> **Written exercise**
Find each line in the material below that contains the word "garage" and copy those lines out.

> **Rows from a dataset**
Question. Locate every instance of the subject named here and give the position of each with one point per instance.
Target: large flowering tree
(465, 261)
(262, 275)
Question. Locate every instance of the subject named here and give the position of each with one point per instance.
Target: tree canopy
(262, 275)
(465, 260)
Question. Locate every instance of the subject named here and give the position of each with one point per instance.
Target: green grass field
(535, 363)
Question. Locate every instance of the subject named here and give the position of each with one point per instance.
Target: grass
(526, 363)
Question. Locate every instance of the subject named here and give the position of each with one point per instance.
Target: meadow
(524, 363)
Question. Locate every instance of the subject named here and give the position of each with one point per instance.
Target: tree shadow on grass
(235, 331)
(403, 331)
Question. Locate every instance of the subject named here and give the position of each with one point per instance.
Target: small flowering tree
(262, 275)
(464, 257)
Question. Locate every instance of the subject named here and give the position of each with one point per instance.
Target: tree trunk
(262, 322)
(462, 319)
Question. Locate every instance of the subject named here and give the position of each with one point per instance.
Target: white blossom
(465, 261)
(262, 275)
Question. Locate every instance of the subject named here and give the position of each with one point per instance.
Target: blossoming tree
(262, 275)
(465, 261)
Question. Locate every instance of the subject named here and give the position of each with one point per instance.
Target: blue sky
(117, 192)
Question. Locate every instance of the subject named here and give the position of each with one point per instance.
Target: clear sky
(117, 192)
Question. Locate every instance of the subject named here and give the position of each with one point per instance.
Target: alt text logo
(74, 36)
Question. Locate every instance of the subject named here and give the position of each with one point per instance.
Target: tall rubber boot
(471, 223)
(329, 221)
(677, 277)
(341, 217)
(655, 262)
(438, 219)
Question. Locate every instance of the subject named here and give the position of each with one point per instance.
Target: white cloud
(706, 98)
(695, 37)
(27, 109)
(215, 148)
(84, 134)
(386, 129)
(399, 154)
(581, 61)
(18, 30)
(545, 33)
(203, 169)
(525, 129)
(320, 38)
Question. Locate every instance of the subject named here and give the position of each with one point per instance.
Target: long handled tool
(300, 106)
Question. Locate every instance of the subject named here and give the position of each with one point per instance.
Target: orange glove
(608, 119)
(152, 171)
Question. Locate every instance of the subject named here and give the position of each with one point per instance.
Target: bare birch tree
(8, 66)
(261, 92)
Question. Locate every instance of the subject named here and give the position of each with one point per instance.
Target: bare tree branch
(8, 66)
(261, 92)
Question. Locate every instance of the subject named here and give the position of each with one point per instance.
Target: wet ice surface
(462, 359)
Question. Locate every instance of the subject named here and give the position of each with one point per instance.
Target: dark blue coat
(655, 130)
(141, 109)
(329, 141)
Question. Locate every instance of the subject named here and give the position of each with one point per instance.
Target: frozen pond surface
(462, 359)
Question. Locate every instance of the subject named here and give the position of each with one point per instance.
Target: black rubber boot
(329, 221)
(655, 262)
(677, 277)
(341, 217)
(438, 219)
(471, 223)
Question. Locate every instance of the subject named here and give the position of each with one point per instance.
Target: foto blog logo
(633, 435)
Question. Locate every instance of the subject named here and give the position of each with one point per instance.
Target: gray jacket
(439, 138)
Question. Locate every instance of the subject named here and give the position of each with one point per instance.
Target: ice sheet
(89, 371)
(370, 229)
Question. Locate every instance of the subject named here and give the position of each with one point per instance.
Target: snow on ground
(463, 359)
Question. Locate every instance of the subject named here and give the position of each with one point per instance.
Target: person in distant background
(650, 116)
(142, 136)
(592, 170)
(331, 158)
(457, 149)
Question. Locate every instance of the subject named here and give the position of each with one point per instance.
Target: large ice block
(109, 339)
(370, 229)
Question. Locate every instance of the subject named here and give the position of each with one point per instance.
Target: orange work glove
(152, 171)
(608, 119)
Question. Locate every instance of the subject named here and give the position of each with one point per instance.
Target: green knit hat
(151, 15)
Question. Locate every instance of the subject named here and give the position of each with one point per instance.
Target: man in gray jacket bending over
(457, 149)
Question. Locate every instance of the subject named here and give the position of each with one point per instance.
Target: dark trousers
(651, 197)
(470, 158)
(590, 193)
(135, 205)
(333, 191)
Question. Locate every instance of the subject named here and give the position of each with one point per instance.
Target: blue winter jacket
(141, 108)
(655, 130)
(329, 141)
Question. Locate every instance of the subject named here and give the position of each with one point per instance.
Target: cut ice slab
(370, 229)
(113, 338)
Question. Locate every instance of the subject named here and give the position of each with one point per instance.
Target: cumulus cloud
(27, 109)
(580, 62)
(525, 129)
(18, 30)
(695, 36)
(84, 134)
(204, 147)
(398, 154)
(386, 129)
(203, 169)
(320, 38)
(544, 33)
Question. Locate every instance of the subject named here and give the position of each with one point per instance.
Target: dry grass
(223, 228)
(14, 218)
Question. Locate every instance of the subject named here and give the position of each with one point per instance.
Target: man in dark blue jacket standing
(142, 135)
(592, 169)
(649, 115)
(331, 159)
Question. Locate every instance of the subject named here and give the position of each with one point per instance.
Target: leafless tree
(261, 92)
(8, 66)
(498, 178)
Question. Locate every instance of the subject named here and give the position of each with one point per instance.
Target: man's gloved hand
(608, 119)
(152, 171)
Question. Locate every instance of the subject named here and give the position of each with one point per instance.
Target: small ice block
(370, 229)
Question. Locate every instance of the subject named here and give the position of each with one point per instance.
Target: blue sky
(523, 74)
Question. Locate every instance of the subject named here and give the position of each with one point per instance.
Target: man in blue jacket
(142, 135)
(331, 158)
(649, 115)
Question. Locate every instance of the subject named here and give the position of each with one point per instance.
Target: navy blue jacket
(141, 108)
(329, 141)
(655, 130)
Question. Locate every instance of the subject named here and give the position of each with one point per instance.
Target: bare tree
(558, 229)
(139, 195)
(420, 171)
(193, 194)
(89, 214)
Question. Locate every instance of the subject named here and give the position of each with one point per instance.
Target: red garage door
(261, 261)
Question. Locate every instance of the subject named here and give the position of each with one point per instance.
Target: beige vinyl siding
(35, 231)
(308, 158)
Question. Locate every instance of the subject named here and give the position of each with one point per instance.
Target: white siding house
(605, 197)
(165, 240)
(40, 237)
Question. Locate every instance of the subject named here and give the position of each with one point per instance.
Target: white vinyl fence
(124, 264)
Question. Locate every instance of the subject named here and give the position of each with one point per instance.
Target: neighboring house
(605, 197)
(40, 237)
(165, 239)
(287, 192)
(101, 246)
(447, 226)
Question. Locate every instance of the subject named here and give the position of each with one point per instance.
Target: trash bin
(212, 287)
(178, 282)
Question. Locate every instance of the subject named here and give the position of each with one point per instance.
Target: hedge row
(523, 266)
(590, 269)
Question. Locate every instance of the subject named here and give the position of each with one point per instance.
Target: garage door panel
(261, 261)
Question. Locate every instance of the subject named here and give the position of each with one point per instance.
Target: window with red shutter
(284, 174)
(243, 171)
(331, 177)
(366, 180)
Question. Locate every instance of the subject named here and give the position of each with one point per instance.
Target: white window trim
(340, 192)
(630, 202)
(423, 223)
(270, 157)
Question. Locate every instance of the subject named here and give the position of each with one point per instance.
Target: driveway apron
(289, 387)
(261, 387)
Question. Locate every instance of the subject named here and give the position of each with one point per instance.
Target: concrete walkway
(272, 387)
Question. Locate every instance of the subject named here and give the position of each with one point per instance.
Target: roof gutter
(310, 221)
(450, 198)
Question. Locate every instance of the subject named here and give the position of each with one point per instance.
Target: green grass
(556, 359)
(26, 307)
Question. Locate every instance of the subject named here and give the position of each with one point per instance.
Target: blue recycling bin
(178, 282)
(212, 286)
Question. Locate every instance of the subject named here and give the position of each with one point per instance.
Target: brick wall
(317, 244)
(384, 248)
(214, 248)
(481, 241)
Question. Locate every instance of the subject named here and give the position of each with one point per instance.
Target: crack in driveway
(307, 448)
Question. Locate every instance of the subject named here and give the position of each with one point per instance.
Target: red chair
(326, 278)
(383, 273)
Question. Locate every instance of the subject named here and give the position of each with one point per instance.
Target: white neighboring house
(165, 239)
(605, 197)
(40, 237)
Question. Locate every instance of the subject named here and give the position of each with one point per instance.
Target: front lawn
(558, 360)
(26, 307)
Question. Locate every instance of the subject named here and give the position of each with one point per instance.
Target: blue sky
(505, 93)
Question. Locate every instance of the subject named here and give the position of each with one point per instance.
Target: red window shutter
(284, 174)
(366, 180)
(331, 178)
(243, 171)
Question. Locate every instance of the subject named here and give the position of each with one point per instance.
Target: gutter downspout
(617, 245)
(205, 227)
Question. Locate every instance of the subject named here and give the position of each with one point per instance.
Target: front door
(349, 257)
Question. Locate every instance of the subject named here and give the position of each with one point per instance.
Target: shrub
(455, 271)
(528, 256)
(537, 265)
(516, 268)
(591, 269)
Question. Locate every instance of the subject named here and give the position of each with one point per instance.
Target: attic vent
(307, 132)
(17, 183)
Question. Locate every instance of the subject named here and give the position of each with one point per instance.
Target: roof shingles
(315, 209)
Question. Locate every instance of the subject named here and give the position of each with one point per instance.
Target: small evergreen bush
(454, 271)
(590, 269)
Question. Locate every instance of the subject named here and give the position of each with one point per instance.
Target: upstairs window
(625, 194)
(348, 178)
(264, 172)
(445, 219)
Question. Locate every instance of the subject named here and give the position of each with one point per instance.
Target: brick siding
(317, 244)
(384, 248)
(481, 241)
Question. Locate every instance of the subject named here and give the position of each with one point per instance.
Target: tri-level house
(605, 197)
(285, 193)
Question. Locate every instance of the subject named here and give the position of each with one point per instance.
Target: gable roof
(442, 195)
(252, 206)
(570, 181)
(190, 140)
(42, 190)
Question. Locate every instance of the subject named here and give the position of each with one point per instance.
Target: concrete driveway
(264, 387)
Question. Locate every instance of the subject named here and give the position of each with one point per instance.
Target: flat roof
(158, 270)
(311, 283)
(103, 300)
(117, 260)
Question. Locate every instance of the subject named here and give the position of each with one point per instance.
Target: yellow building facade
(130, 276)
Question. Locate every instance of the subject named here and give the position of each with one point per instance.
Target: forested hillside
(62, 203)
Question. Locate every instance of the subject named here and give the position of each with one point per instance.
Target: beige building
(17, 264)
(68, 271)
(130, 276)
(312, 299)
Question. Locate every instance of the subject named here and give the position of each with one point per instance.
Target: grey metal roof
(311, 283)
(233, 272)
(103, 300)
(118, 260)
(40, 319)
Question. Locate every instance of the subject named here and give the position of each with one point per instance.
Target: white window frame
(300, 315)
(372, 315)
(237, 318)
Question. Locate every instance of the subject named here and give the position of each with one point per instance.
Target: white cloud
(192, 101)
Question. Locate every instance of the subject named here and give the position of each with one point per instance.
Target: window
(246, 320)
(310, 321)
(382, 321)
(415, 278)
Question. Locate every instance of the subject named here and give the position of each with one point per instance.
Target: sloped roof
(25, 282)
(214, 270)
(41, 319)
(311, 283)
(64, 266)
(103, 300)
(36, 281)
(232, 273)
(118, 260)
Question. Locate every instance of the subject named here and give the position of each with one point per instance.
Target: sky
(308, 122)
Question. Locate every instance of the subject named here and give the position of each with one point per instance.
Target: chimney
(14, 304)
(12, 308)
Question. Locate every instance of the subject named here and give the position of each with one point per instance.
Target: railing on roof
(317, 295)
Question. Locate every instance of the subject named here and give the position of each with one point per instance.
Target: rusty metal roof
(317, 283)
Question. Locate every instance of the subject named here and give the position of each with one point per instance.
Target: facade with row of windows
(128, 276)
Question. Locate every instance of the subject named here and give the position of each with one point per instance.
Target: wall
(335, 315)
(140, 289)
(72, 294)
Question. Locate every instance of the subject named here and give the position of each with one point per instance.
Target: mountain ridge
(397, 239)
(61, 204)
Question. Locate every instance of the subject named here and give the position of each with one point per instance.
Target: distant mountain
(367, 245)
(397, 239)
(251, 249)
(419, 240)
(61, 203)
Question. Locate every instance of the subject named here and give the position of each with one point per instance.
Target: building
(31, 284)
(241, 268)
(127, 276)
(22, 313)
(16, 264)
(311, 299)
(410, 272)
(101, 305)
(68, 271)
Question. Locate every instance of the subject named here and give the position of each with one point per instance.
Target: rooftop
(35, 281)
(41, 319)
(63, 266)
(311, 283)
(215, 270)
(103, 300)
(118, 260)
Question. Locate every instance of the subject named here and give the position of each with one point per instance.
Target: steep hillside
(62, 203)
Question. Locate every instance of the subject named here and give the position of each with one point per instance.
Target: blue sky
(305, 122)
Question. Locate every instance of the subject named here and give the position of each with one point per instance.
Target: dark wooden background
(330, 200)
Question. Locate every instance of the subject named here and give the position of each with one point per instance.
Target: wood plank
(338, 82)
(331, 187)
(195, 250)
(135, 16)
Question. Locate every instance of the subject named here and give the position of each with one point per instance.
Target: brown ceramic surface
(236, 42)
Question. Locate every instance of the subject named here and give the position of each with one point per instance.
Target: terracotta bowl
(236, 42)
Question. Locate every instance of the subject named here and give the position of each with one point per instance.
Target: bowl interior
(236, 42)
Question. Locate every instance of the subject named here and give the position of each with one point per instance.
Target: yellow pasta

> **Solved problem**
Target: red garage door
Target: garage door panel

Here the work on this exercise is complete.